[Document segment]
SET OUR HEARTS ON FIRE

CHAPTER ONE

 

Revival in Your Own Backyard

 

As if an unearthly fire had dropped out of the sky, in 1904 a spiritual awakening exploded on Wales. It spread from town to town, taking hold of men and women and especially young people who had never given God a second thought. People would awaken in the middle of the night and start pac­ing the floor, crying out to God for forgiveness of their sins. Repentance began flowing down the roads of Wales like a river. Enemies were reconciled. Restitution was made for wrongs committed years before.

 

As the spiritual fire spread from town to town, churches could not contain the crowds that came to surrender their lives to Jesus. Worship often lasted far into the night as people laid their hearts bare before the glory of God and committed them­selves to walking in his will. The effects of this spiritual awakening spread across Europe, North America and even to India, stirring hearts to repentance and faith wherever it went.

 

For years some Christians had been praying for revival, but when it came, a twenty-six-year-old man named Evan Roberts seemed to be at the center of this awesome stirring of God's Spirit. An unlettered former coal miner, Roberts bore none of the marks of a modern celebrity evangelist. He did not know how to "work a crowd," and had he known, he would have repented at the thought. "Bend me, oh Lord!" was his con­stant prayer. His desire was that God's strength be made per­fect in his weakness.

 

Roberts understood that this was God's revival, God's pro­gram. His responsibility was to fit into it. Jesus alone was directing the outpouring of divine fire on Wales and the world beyond.

 

God alone can measure the results of the Welsh Revival and the numberless outbursts of life from the Spirit before and since. But certain characteristics appear whenever the phenom­enon we call revival occurs. I want to examine the essence of revival as it visits us as individuals and spreads through our churches.

[Dataset]
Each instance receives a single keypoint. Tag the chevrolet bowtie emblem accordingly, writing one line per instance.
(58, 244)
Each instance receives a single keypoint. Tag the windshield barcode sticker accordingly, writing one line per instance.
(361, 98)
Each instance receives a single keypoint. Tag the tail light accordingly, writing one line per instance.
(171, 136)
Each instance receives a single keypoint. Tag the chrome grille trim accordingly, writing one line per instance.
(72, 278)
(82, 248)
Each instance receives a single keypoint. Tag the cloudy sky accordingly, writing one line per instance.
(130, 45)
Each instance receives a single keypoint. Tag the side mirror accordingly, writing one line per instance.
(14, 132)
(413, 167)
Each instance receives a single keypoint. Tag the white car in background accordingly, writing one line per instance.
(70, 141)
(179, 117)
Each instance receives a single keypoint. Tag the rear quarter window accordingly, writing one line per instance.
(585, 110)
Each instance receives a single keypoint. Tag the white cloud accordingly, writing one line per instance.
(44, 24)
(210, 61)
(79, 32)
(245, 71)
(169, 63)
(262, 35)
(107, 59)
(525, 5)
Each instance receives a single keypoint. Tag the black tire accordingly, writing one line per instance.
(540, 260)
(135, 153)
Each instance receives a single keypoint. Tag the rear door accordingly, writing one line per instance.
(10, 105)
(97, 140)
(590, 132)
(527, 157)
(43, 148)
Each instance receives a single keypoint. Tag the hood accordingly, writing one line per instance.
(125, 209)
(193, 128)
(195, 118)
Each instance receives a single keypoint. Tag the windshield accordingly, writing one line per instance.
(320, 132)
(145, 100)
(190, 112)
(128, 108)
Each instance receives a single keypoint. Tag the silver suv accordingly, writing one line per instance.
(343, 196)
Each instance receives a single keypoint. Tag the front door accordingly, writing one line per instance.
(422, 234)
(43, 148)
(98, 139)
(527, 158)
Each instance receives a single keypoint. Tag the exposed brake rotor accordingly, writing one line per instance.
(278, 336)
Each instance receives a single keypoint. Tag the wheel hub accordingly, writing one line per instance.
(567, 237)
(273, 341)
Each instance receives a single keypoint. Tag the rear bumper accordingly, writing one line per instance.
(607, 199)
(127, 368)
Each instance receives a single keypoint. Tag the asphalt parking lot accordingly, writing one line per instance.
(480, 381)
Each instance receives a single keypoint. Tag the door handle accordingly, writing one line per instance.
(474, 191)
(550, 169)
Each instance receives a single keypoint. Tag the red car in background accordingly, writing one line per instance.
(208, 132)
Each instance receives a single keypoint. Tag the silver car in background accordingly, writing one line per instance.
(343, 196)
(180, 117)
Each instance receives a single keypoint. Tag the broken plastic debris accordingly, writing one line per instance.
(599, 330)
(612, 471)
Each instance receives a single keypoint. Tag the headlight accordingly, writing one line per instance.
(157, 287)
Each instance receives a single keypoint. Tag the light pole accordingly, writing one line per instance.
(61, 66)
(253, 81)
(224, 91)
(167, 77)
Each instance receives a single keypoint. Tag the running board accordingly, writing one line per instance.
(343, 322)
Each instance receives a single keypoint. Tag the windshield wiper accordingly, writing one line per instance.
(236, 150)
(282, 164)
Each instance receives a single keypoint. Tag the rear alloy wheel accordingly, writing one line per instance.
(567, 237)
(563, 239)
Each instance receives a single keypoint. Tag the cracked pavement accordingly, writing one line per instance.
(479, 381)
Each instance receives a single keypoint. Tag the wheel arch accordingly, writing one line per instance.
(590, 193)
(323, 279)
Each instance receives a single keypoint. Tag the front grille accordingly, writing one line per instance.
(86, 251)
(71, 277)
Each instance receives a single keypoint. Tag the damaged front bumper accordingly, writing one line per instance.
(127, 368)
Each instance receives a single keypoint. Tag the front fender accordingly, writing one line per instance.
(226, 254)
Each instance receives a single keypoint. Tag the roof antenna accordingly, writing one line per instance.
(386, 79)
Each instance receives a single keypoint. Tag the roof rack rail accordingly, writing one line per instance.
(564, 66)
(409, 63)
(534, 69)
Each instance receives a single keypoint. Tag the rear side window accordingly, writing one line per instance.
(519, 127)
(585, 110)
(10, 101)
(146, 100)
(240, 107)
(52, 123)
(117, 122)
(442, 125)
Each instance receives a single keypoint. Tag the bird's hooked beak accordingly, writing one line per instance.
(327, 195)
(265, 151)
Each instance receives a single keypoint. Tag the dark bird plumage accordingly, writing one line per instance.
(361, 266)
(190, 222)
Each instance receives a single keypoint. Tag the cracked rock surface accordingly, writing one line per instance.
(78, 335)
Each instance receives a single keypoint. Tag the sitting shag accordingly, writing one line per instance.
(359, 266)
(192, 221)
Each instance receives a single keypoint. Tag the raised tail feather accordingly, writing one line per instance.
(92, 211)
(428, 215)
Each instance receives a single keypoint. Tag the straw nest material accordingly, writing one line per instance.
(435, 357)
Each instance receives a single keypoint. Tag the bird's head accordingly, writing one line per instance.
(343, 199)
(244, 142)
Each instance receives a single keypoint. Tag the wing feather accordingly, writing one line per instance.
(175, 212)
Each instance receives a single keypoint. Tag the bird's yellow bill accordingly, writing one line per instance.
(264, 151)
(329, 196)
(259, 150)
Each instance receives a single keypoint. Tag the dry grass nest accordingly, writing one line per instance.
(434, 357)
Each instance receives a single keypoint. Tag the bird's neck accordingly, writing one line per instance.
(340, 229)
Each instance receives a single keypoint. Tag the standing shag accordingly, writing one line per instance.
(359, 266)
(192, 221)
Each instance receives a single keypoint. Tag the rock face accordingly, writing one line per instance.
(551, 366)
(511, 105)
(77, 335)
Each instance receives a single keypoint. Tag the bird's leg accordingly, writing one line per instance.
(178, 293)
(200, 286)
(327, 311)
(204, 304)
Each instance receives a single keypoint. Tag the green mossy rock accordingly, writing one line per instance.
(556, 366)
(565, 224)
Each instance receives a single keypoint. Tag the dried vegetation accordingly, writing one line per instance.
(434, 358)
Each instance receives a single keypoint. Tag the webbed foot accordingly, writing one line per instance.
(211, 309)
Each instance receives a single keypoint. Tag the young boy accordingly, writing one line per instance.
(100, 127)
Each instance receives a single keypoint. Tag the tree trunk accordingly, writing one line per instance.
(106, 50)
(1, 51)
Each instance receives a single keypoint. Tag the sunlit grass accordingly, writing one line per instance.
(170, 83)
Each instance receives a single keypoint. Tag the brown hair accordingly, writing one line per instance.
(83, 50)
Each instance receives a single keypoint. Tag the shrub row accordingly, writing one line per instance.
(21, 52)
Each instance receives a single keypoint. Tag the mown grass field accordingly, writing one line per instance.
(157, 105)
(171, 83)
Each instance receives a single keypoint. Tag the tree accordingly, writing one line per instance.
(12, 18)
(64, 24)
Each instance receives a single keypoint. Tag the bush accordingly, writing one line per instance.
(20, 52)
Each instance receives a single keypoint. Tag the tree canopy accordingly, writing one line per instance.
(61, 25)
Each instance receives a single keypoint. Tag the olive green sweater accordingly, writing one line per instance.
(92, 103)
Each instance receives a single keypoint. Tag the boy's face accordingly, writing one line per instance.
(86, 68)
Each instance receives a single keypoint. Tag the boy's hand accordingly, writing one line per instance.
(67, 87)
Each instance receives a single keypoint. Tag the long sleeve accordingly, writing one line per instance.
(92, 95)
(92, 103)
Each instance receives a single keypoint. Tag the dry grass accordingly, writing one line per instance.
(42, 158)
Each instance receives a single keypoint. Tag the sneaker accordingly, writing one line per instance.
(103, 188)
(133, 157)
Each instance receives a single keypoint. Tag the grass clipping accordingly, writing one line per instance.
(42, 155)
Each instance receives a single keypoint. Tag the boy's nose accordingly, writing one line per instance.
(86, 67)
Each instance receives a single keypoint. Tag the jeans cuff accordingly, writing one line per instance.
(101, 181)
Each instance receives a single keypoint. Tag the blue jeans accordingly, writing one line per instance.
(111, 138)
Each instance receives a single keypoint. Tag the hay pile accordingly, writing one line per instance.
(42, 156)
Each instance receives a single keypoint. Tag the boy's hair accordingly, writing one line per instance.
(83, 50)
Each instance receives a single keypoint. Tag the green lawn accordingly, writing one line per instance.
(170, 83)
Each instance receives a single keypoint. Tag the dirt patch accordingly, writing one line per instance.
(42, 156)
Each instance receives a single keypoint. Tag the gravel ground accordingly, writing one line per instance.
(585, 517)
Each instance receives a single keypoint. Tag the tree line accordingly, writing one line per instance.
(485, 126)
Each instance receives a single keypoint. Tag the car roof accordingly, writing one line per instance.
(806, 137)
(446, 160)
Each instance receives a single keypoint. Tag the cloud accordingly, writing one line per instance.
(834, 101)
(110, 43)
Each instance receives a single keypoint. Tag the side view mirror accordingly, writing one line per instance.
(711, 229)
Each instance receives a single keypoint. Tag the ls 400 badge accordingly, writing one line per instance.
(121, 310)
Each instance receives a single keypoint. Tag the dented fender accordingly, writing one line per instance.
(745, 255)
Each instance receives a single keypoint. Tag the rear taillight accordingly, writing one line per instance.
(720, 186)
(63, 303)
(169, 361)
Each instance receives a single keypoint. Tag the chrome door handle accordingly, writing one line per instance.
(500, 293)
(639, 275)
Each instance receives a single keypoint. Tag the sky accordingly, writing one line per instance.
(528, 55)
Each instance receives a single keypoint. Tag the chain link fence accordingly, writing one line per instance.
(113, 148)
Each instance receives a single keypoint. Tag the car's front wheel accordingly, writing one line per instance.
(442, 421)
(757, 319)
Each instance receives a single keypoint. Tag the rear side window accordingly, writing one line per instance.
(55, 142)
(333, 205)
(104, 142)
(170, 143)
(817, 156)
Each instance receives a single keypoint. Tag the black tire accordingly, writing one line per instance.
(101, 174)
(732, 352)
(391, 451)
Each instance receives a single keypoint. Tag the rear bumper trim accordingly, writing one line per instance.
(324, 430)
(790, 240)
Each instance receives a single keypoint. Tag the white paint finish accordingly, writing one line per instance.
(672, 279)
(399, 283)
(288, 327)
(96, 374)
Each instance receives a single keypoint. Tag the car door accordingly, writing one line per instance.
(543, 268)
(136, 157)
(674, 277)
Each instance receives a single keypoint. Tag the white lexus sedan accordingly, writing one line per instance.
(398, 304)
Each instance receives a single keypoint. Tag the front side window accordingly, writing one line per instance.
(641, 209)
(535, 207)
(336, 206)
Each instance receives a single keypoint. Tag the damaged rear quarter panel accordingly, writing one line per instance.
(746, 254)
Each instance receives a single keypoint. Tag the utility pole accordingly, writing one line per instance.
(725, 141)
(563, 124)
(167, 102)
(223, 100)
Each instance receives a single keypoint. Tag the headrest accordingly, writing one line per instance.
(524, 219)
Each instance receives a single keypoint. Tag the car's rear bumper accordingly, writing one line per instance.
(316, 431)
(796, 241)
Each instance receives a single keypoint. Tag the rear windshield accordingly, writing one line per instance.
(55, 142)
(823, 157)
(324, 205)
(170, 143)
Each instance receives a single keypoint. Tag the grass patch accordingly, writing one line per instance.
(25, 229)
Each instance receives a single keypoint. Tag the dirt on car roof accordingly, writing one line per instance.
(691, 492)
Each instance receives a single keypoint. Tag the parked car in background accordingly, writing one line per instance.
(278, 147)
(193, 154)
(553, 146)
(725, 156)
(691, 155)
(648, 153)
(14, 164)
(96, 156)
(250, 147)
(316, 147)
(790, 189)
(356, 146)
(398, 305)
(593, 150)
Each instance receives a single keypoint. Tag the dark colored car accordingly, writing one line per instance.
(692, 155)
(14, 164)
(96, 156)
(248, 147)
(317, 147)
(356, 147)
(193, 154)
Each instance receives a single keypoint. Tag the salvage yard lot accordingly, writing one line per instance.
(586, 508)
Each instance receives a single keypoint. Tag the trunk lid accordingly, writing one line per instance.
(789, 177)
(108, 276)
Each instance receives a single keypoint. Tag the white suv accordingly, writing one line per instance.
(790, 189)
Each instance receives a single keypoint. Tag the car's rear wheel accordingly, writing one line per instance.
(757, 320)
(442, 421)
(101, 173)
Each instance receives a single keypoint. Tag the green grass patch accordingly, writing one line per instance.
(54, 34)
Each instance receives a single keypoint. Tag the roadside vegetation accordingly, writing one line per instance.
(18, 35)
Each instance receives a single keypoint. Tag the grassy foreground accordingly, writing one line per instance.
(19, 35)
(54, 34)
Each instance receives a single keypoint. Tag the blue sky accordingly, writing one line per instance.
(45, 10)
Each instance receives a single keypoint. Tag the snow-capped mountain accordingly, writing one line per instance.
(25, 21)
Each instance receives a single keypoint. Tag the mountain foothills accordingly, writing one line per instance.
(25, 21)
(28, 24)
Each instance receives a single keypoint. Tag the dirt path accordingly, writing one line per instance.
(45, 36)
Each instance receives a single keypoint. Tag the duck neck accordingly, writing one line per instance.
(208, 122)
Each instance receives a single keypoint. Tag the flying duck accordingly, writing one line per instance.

[Given exercise A]
Set down everything in the revival chapter from "As the spiritual" down to "wherever it went.", word for word.
[Given exercise B]
Resume the revival chapter, picking up right after its final sentence.

[Reply A]
As the spiritual fire spread from town to town, churches could not contain the crowds that came to surrender their lives to Jesus. Worship often lasted far into the night as people laid their hearts bare before the glory of God and committed them­selves to walking in his will. The effects of this spiritual awakening spread across Europe, North America and even to India, stirring hearts to repentance and faith wherever it went.

[Reply B]
On October 13, 1971, in a small Baptist church in Saskatoon, Canada, the Sutera twins, evangelists from Ohio, began what they expected to be a ten-day crusade. It seems that the fire that fell on Wales fell on this little church. A spirit of repentance swept through the assembly, as people crowded the altar confessing their sins, asking for forgiveness and renew­ing their commitment to the Lord Jesus. By the third night Ebenezer Baptist Church could not contain the numbers, and for the next seven weeks, the venue kept changing, as larger and larger facilities were needed to accommodate the swelling numbers. The "afterglow" of these meetings often lasted into the early hours of the morning, as people transacted business with the living God and became reconciled with each other. Wrongs were righted. Restitution was made wherever possible. These acts of obedience to the Spirit were followed by a joy which most of the participants in this revival had never known.

 

The revival spread south to Regina, Saskatchewan's capital city, east to Winnipeg, west to Vancouver and south into the United States. It crossed the Atlantic and ignited churches in Holland, always with similar results: cleansing and renewal in the church, fresh commitment and reconciliation in the lives of believers.

 

 

 

Revival – What It Is

Since the word revival is used in so many ways, let's begin with a definition of revival: what it is; what it does; and what it is not.

 

Revival is a work of the Holy Spirit in which hearts are urgently awakened to the reality of Jesus, moved to repentance and set free to live consistently in God's redemptive will.

 

Ideally this should happen whenever believers come together. Every worship gathering, every prayer meeting should be a mini revival. If we are gathered in his name and Jesus is in our midst, should not his Spirit awaken us afresh to his reality, move us to repentance and free us to live the gospel of the kingdom?

 

The Lord Jesus never ceases to do his part. But with the passing of time, followers of Jesus often relinquish their first love and settle into a "comfortable Christian walk" that is far beneath the call of the Master. He stands at the door and knocks and waits, while we pretend to be in full fellowship with Him.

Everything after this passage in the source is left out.